__CONSIGNE 1__.
Répondez à ces questions sur le texte consacré à l'agitation républicaine à Tarascon :
(a) Combien de personnes le commissaire Isnard trouve-t-il réunies dans le café Daureille ?
(b) Vers quel lieu la bande se retire-t-elle après avoir été dispersée ?
(c) D'après la Commission mixte, qu'est-ce qui a manqué aux conjurés ?
__CONSIGNE 2__. Rédigez la suite du texte sur l'agitation républicaine à Arles et à Tarascon, en reprenant juste après sa dernière phrase.

__TEXTE FOURNI__.
^^^^^^^^
A Tarascon, le commissaire de police Isnard apprend, le 4 décembre, que « M. Gleise avait été cherché des nouvelles à Avignon et que selon les événements on tenterait un mouvement d’un coup de main sur la mairie [15] ». Le soir même, Isnard surprend à la mairie des jeunes gens en train de provoquer la sentinelle en lui criant sous le nez : « vive la République ». Ayant dispersé ces groupes avec l’aide des soldats du poste, il remarque que la bande se retire au cours Jarnègues, pour investir le café Daureille [16], à l’intérieur duquel il retrouve « plus de 200 personnes réunies [17] », dont le docteur Monge et Gleise Crivelli. Le commissaire fait alors évacuer l’établissement, « ce qui se fit non sans difficulté » et note dans son témoignage qu’il n’a vu ni Chrisostôme, ni Colombeau, ni David Millaud, le café Daureille étant « composé de gens dévoués au Sr. Gleise [18] ». Ce dernier y aurait d’ailleurs lu peu de temps avant, d’après les renseignements du commissaire, les nouvelles qu’il aurait rapportées d’Avignon.
La Commission mixte conclut ainsi que le 4 décembre, « à Tarascon et dans les autres villes (…) une vive agitation a éclaté ; les sociétés secrètes se sont réunies (…), des menaces ont été proférées : là encore tout était préparé pour la révolte ; l’audace seule et l’espérance du succès ont manqué aux conjurés [19] ». Ainsi, si certains républicains d’Arles et de Tarascon se préparent matériellement à un coup de force, on discute encore dans les cafés – où ils se savent surveillés par l’autorité – sur l’opportunité d’une telle décision. Hormis les provocations et la tentation d’aller délivrer par les armes un chef local arrêté par les autorités, seules réactions « violentes » que l’on peut relever, il semble qu’avant de tenter un appel général aux armes, on préfère attendre les nouvelles de Paris, de Lyon, de Marseille, d’Aix ou d’Avignon : on est prêt à suivre un mouvement qui peut éclater, mais pas à prendre le risque de l’initiative.
^^^^^^^^
__DONNÉES FOURNIES__.
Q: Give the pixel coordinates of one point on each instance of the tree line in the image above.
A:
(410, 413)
^^^^^^^^
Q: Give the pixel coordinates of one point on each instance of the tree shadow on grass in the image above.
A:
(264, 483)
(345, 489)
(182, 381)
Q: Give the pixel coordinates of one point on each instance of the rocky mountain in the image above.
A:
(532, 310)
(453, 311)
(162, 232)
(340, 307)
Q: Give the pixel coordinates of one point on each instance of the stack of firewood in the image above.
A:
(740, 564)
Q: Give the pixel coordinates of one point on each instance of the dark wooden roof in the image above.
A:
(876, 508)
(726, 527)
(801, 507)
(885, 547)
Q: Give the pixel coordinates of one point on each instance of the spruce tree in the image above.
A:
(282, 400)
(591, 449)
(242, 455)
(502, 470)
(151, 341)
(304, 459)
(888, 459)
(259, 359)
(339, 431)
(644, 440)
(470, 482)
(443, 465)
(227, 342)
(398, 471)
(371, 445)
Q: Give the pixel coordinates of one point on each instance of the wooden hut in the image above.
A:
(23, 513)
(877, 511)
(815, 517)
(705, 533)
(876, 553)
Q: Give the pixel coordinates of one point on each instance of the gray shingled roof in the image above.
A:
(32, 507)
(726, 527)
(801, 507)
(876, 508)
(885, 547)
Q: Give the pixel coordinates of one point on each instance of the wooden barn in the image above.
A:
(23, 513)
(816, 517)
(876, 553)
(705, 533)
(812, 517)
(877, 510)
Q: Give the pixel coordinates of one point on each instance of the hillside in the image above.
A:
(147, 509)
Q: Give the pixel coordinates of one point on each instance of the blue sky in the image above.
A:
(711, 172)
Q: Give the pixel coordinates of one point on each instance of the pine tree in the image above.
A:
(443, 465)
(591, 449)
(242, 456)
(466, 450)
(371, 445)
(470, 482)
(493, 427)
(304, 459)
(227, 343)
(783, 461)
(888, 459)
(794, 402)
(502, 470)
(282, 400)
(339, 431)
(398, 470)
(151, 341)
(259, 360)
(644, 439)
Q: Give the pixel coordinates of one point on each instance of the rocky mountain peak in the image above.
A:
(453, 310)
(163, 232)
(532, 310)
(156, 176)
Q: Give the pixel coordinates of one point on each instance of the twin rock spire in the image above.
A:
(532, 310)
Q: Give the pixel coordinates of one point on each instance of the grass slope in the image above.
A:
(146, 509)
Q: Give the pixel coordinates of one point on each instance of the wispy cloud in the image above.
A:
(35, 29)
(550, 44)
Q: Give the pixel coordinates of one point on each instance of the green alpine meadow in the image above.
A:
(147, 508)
^^^^^^^^
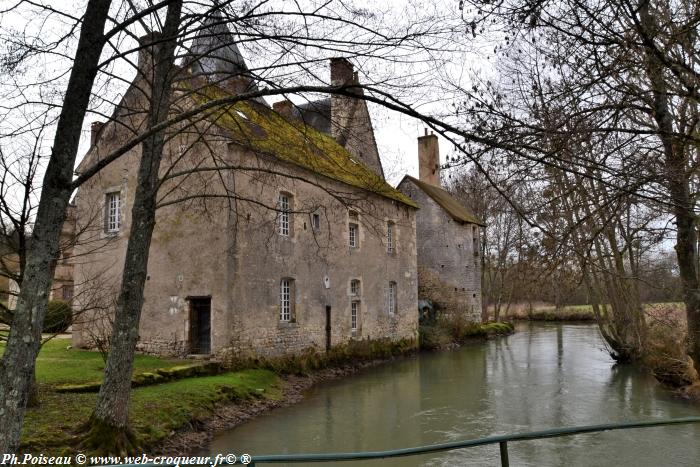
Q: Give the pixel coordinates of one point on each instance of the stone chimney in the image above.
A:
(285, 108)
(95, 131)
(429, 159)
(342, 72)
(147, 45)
^^^^^^^^
__RÉPONSE 1__.
(a) Plus de 200 personnes.
(b) Vers le cours Jarnègues.
(c) L'audace et l'espérance du succès.

__RÉPONSE 2__.
Cependant, les autorités commencent à s’organiser devant ce levain d’insurrection et, le 5 décembre, les mesures de répression finissent de décourager une résistance tatillonne…
« Prenant en considération les faits graves d’agression contre les agents de l’autorité qui se sont passés cette nuit ; informé d’ailleurs que diverses réunions d’un caractère dangereux pour l’ordre se sont tenues dans la journée d’hier ; voulant protéger la population honnête contre les tentatives intentées par des fauteurs de désordre [20] », le maire d’Arles prend un arrêté municipal : – interdisant toute réunion politique – interdisant tout attroupement sur la voie publique, sur les places ou dans les campagnes de la commune. – obligeant toute réunion, café, cabaret ou cercle de fermer à 10 h du soir – obligeant les chefs d’établissement à laisser le libre accès de leur maison dès la première réquisition d’agents de la force publique et dont le but est de constater des délits et des contraventions. – sinon, les réunions sont menacées d’être dissipées par la force publique, les établissements fermés et les chefs ou propriétaires saisis.
L’autorité municipale d’Arles met donc à sa disposition un arsenal législatif efficace pour se prémunir de toute réunion à caractère politique hostile au coup d’Etat. On peut raisonnablement penser que cette épée de Damoclès placée au-dessus des chefs d’établissements fréquentés par les républicains, se sachant en plus connus de l’autorité, a pu contribuer à rafraîchir certaines ardeurs et a ainsi permis de priver les démocrates de leurs principaux lieux de réunion et de concertation.
Quant à Tarascon, on ne relève plus aucun indices d’agitation significatifs jusqu’au 9 décembre.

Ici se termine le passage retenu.